DIRECTIVE: Rewrite the items from the line containing "The endpoint marks every instance of the plaid" through the line containing "x=98, y=293", replacing "single dot" with "single point" and leaving everything else unchanged.

[Dataset items]
** Begin **
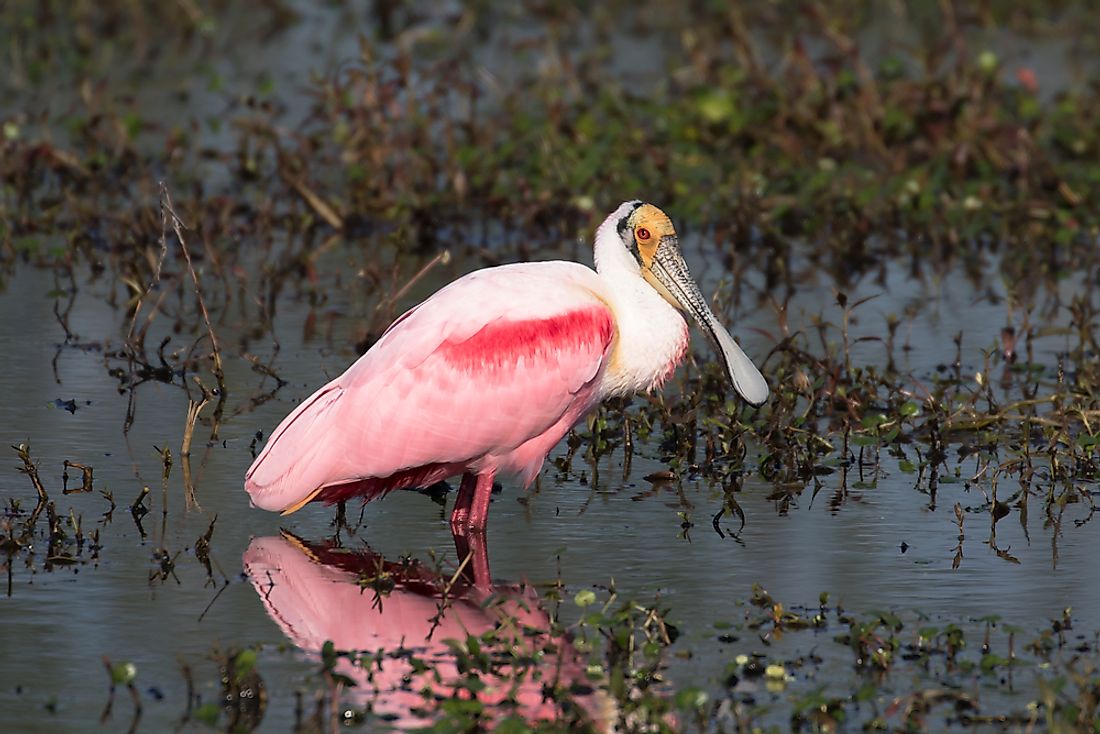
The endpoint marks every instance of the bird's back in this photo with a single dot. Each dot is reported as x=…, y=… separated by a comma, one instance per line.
x=484, y=365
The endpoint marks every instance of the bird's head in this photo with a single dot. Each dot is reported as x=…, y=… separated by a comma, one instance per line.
x=650, y=241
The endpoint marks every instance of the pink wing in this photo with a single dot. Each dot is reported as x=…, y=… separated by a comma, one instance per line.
x=493, y=360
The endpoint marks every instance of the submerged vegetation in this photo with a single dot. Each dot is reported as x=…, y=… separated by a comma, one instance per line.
x=850, y=144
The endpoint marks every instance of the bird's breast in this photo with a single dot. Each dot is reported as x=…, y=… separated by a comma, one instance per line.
x=646, y=352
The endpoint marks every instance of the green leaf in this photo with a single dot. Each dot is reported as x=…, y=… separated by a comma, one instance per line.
x=243, y=664
x=123, y=674
x=584, y=598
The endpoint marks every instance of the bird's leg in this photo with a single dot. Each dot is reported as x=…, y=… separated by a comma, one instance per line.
x=471, y=507
x=460, y=516
x=468, y=525
x=472, y=546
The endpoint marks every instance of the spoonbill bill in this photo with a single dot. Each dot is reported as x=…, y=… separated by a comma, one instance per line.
x=487, y=374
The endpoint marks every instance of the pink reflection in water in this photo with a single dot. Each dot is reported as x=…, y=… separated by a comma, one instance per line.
x=317, y=592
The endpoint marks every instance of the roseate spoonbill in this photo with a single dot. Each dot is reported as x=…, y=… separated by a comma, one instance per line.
x=314, y=591
x=487, y=374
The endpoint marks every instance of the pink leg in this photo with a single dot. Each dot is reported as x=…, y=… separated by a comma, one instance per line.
x=472, y=546
x=471, y=507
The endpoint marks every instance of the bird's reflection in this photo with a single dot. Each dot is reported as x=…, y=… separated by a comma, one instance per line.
x=405, y=613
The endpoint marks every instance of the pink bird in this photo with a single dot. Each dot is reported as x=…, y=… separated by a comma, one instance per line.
x=486, y=375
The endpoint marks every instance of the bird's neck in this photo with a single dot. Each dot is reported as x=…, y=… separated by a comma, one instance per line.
x=651, y=335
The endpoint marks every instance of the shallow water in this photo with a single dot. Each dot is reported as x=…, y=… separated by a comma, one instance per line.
x=881, y=548
x=888, y=547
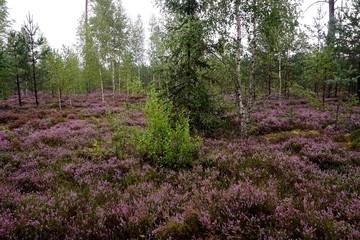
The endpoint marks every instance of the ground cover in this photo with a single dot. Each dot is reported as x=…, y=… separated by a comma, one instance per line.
x=75, y=174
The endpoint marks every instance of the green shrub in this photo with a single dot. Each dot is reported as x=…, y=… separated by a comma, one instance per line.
x=355, y=138
x=168, y=145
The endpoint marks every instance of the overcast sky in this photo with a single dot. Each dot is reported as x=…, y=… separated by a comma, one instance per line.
x=58, y=20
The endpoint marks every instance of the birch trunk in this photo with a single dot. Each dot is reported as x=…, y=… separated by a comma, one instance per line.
x=280, y=75
x=252, y=70
x=242, y=111
x=113, y=77
x=102, y=87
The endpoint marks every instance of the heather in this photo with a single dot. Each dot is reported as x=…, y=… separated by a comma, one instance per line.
x=78, y=173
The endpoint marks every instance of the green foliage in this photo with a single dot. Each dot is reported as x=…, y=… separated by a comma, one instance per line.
x=169, y=145
x=136, y=87
x=355, y=138
x=309, y=95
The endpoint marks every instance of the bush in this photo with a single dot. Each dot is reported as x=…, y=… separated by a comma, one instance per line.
x=355, y=138
x=169, y=145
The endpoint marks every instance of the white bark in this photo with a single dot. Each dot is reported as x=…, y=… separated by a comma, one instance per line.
x=242, y=111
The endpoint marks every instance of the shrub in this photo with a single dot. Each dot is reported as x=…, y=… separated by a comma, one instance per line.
x=355, y=138
x=169, y=145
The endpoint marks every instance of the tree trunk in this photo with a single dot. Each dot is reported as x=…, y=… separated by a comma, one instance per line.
x=253, y=64
x=34, y=79
x=242, y=111
x=280, y=75
x=18, y=89
x=113, y=77
x=332, y=21
x=101, y=86
x=119, y=78
x=59, y=97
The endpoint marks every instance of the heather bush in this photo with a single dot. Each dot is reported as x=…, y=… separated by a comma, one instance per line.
x=169, y=145
x=355, y=138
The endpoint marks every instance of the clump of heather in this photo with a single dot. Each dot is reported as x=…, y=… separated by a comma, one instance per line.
x=73, y=174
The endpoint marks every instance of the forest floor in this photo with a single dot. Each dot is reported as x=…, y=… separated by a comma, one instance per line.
x=63, y=175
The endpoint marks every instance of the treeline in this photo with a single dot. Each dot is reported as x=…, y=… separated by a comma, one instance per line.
x=199, y=50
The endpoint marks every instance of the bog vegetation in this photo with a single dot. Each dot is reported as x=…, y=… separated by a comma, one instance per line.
x=236, y=123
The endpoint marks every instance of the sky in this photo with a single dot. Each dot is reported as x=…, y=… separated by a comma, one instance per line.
x=58, y=20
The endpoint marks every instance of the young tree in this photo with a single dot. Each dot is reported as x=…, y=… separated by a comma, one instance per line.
x=137, y=41
x=186, y=59
x=34, y=41
x=17, y=50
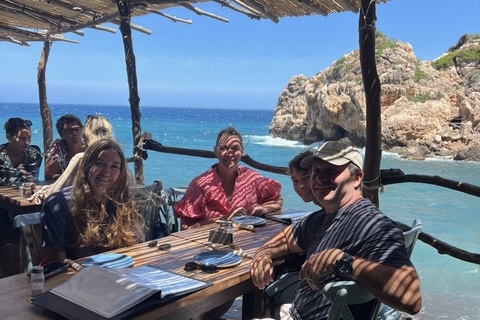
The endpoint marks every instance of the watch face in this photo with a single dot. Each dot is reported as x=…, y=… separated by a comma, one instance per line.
x=343, y=267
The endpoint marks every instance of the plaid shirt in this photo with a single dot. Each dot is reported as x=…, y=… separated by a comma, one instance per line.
x=25, y=172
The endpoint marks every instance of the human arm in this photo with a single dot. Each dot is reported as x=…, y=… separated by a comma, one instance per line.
x=52, y=169
x=398, y=287
x=261, y=267
x=30, y=169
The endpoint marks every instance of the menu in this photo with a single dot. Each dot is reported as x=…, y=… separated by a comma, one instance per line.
x=98, y=293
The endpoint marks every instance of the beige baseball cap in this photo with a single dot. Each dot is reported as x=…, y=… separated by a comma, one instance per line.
x=337, y=153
** End **
EXPECTED OUTPUT:
The endpoint marks every instance of the plaid shirt in this photo with a single point. Each dot is reported as x=…, y=… separated by a comma, one instance per line.
x=25, y=172
The endpoint marks every instance of the human arm in this photo with a single point. Each dot is reported as x=…, y=… separated by a comma, one instance per line.
x=52, y=169
x=398, y=287
x=261, y=267
x=30, y=169
The endpoint marks every instance of the menu in this photo with a single point. Each dot is reported as x=…, y=… separated by a comma, one instance per line.
x=98, y=293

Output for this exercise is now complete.